• EXERCISE PROMPT: In the listing that follows, how many lines contain "clicks"? Give the number only.
[Opening DATA UNDER STUDY section]
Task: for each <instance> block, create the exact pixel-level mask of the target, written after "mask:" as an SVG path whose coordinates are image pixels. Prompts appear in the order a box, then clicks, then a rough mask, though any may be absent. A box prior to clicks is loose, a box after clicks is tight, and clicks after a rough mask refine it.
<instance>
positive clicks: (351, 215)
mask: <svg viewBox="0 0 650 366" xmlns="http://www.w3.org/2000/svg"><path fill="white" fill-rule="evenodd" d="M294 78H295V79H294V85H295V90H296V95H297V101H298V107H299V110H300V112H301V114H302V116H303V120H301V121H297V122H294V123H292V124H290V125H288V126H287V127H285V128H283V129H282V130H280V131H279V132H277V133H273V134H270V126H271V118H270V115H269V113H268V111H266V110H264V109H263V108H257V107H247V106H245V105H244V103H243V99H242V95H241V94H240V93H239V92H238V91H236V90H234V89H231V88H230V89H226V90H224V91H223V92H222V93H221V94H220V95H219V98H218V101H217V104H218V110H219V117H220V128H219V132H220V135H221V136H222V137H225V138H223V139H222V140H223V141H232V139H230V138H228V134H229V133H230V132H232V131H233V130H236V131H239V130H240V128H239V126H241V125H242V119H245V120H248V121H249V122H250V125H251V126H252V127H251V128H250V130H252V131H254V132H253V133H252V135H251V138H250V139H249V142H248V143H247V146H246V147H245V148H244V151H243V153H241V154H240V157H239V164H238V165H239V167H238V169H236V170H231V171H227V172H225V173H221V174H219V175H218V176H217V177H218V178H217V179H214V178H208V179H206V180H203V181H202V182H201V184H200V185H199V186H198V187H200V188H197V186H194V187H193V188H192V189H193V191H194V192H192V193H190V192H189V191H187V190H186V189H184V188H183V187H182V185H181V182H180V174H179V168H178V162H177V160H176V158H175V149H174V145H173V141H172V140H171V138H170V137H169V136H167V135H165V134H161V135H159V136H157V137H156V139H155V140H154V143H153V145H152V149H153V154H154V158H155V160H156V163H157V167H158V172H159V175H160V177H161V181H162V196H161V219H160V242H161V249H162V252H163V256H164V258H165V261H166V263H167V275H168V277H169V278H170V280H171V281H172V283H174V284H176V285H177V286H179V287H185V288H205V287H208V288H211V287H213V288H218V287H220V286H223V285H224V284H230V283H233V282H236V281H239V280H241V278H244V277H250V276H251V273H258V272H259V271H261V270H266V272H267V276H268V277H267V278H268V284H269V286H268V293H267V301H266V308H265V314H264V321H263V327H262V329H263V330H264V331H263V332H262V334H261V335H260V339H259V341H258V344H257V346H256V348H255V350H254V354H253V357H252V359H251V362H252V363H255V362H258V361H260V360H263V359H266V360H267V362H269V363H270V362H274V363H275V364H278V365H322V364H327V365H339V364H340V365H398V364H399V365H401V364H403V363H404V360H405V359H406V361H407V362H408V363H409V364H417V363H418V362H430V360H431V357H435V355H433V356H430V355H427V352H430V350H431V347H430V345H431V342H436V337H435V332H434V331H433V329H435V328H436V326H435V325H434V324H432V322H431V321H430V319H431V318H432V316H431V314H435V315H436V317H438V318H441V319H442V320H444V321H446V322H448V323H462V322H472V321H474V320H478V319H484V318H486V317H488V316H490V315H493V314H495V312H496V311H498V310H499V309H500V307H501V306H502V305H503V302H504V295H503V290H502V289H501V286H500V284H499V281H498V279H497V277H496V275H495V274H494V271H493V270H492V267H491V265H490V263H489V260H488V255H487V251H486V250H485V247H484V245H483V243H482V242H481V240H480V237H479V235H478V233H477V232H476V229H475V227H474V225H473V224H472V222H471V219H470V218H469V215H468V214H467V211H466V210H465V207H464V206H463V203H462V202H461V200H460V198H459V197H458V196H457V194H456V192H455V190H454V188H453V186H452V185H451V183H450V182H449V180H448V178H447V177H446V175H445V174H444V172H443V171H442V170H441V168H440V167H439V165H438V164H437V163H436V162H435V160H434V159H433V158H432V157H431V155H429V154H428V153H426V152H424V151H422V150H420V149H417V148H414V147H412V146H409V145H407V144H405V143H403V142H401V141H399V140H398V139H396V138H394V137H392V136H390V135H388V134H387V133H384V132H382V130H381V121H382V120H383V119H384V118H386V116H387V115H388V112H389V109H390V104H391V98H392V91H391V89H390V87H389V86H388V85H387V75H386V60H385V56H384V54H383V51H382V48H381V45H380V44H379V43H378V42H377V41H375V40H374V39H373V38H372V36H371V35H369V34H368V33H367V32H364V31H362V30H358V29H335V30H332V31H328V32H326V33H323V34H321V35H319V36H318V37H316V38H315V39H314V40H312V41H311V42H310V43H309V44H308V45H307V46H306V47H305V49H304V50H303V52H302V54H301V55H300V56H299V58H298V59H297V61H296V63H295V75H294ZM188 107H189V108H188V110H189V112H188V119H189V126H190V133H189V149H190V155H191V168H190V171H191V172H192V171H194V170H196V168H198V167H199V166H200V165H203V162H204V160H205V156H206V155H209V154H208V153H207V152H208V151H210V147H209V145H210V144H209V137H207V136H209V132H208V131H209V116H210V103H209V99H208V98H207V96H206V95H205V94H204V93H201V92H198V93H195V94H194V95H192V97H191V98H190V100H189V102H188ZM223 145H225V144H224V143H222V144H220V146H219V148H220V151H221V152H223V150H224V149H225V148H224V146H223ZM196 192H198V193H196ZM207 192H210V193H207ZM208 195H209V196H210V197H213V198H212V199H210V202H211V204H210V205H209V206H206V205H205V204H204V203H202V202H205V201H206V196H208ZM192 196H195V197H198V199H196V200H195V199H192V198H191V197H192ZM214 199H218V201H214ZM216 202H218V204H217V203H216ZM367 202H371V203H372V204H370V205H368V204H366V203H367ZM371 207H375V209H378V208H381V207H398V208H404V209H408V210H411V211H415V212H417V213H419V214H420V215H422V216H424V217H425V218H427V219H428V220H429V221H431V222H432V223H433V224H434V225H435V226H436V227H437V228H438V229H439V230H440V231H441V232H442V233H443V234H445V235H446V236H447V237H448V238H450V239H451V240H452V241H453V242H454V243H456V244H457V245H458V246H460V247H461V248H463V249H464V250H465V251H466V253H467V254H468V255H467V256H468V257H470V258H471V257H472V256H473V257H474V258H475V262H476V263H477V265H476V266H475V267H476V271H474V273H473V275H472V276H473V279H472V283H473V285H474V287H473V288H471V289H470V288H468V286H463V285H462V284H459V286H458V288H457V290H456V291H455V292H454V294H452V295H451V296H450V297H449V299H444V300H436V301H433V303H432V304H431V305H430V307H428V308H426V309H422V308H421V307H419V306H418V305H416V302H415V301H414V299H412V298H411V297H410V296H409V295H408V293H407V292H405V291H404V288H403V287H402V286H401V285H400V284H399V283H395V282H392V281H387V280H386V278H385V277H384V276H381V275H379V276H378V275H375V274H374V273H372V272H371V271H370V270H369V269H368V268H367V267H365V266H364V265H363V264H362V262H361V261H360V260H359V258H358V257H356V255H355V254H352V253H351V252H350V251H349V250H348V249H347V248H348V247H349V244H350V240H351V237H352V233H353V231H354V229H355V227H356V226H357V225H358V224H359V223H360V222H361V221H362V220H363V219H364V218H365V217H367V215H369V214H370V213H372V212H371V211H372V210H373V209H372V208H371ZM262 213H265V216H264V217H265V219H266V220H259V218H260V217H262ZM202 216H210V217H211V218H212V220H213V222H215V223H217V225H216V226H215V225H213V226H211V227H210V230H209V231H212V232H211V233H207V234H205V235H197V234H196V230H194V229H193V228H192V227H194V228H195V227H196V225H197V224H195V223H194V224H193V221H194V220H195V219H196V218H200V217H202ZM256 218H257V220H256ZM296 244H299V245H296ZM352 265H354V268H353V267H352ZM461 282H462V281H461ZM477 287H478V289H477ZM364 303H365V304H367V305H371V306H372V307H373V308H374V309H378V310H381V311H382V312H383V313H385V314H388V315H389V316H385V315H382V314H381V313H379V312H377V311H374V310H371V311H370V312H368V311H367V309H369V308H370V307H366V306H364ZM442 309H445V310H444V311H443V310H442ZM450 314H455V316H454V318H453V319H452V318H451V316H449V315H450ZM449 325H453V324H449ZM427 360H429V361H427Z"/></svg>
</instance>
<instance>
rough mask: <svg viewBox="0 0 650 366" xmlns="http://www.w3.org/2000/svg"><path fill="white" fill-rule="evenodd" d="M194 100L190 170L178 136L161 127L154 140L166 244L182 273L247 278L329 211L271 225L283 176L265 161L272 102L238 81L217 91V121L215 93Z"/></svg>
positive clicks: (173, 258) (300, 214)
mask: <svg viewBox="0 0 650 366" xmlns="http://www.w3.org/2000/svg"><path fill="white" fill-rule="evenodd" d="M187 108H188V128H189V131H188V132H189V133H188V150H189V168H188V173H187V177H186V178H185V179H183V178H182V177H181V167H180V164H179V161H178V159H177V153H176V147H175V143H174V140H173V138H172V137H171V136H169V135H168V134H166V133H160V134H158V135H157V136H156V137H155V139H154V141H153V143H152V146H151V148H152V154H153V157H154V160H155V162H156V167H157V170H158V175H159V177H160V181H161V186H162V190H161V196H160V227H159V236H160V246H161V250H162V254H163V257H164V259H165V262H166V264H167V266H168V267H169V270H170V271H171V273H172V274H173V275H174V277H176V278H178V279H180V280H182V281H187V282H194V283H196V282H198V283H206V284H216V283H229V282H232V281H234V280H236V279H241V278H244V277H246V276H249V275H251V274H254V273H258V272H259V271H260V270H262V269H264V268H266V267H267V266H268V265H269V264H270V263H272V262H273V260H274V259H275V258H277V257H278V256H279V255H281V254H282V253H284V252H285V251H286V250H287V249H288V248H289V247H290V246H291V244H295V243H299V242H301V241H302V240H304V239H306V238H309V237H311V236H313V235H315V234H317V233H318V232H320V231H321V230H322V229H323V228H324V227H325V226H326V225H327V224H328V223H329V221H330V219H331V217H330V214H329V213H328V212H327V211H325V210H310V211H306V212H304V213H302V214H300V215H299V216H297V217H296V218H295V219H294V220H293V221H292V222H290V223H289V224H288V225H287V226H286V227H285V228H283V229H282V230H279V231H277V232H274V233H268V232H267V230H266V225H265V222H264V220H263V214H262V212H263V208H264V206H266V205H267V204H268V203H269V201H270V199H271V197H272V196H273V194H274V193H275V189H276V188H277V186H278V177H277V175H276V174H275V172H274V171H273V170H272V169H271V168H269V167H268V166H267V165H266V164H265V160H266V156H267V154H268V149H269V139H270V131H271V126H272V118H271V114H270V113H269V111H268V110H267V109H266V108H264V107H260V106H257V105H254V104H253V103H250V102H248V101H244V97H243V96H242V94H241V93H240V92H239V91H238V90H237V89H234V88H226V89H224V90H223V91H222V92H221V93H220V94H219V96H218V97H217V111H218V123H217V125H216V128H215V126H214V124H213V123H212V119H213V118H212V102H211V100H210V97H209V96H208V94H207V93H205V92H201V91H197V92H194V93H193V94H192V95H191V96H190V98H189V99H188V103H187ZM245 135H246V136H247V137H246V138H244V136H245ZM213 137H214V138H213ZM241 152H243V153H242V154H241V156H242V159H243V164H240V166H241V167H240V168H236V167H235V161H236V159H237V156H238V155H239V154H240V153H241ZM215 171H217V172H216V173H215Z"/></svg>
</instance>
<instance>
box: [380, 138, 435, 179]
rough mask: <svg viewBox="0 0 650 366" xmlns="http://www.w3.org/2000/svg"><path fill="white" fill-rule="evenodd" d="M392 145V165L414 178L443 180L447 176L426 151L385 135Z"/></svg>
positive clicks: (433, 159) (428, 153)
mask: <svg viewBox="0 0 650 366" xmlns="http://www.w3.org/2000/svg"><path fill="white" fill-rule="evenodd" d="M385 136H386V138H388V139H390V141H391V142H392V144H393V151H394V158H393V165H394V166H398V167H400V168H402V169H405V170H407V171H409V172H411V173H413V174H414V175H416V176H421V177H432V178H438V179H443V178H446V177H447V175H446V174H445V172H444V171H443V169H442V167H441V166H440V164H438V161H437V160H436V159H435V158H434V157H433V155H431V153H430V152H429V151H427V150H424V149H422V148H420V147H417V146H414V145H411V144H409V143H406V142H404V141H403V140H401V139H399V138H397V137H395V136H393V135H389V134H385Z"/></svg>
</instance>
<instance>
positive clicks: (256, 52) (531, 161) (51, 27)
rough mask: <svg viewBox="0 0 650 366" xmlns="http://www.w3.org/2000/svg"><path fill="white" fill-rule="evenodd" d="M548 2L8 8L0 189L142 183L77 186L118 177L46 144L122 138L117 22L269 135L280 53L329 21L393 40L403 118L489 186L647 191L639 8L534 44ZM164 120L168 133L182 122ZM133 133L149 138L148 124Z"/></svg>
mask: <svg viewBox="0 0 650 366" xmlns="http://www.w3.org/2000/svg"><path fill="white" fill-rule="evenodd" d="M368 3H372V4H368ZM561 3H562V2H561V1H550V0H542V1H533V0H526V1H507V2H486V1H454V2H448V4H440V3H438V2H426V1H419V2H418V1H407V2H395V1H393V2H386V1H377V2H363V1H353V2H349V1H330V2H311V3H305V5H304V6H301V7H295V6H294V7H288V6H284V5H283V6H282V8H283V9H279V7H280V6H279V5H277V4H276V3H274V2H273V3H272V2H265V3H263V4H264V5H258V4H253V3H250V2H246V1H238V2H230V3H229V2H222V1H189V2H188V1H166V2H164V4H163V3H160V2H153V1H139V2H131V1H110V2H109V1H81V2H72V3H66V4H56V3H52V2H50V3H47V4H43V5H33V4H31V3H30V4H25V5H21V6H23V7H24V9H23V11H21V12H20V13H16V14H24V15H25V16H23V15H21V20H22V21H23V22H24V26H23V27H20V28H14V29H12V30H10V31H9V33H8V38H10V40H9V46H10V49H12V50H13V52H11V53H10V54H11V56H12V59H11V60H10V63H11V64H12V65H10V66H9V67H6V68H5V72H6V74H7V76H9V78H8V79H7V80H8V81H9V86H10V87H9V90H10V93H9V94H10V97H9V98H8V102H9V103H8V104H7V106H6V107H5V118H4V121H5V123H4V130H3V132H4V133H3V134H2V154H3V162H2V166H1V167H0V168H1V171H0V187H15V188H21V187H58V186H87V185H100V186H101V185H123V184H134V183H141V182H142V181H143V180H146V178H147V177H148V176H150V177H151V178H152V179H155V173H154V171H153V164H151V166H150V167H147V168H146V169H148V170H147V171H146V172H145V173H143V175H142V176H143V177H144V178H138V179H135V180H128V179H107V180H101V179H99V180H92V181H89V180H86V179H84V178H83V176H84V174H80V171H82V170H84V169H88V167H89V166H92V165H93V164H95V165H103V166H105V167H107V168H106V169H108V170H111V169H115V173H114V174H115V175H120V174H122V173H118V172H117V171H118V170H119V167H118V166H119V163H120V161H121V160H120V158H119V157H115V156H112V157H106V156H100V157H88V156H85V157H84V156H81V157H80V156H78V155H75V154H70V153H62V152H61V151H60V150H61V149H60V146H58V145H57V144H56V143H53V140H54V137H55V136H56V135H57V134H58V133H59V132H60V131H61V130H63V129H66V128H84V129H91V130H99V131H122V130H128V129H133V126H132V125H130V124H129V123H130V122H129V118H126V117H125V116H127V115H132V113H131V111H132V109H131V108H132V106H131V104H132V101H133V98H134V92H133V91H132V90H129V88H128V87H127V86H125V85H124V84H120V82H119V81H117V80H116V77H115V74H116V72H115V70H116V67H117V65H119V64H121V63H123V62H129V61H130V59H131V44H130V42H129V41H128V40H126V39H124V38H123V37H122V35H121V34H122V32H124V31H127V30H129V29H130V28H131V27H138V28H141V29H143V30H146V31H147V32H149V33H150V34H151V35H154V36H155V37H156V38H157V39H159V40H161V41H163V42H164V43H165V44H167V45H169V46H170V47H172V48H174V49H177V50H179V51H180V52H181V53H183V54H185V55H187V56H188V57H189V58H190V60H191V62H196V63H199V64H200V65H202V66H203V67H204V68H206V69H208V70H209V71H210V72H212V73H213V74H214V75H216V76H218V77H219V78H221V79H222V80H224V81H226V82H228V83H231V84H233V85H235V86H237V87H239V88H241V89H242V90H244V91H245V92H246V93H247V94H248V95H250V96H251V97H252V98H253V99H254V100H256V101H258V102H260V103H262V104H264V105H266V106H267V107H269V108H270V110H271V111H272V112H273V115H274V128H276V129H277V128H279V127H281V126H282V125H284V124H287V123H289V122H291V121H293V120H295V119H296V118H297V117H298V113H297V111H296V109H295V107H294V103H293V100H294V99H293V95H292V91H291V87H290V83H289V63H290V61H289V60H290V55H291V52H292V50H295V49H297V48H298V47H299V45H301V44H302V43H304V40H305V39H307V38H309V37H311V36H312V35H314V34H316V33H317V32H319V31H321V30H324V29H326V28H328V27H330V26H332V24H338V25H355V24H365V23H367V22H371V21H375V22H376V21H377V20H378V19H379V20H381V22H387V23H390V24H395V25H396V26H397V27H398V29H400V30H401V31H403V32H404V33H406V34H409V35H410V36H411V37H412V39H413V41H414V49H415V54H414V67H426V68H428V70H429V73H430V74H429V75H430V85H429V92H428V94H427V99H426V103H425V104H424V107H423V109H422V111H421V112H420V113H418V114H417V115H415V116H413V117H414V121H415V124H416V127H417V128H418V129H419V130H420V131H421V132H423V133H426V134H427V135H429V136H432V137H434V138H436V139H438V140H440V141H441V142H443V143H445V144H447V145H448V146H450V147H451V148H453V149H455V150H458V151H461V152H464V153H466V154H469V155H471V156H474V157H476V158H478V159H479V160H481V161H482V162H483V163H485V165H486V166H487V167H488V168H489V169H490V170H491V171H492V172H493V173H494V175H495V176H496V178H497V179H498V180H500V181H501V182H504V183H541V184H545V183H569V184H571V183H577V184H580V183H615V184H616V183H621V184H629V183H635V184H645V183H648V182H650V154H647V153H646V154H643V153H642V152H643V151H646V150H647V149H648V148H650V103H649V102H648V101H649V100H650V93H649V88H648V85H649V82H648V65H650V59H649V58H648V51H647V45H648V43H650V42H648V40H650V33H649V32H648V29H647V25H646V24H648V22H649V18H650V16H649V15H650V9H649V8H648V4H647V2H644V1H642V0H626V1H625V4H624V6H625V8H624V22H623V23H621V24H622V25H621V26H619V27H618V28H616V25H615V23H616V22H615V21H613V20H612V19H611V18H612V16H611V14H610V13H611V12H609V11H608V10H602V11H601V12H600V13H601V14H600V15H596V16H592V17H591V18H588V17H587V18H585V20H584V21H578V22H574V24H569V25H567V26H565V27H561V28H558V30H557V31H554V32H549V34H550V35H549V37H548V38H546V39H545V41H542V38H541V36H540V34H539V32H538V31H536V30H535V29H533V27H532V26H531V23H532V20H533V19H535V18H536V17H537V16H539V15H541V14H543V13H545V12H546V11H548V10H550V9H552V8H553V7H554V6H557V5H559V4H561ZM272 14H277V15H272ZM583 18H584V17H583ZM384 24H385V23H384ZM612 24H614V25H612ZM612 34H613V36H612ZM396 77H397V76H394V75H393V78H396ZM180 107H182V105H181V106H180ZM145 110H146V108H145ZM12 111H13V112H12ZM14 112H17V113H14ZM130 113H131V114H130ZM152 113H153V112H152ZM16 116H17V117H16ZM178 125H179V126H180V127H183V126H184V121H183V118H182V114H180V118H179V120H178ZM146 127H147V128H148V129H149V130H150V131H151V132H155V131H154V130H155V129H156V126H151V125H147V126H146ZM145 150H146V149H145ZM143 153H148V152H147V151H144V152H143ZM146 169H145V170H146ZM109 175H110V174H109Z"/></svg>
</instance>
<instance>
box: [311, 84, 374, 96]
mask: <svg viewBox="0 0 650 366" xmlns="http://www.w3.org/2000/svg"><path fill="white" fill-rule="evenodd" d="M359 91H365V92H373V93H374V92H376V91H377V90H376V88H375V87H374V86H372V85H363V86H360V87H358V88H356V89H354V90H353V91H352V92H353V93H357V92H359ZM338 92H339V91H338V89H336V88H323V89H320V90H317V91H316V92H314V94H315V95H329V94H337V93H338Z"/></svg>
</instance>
[Closing DATA UNDER STUDY section]
• FINAL ANSWER: 5